I'm trying to make an informed decision whether moving to a
multi-vendor best-of-breed makes sense for my organization.
This is obviously a complex question, so I am hoping to tap
some (figurative) "grey hair" advise from real-world
experiences for the general areas I should focus on in
making/justifying a decision.
What, if anything, makes a multi-vendor (wide-area) network
successful and worth the risks over the "safe" single-vendor
network nobody gets fired for buying (you can probably guess
what vendor Powers my network now). What are the
(un)quantifiable metrics/ROI/arguments you've used to
justify being single-vendor or best-of-breed?
The single-vendor argument seems to primarily focus on
customer support (no finger-pointing, no confusion who to
call) and single skill-set (leverage training, hire rote
technicians) advantages. The multi-vendor faction seems to
focus on best features/performance, best price, and keeping
vendors honest. What are the real factors and what is FUD
for someone who has been on both sides?

----

• _Tasks to carry out_
(a) In the post on multi-vendor networks, what two advantages does the single-vendor argument seem to focus on?
(b) Please write out the part of the multi-vendor network post that begins at the words "The single-vendor argument" and stops after "on both sides?".
The lines after this text are not needed for anything here.

• _Data provided_
----

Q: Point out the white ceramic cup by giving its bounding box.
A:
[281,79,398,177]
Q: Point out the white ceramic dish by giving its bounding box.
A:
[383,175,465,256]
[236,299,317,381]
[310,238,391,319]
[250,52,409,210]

----

• _Responses to the tasks_
(a) Customer support and a single skill-set.

(b)
The single-vendor argument seems to primarily focus on
customer support (no finger-pointing, no confusion who to
call) and single skill-set (leverage training, hire rote
technicians) advantages. The multi-vendor faction seems to
focus on best features/performance, best price, and keeping
vendors honest. What are the real factors and what is FUD
for someone who has been on both sides?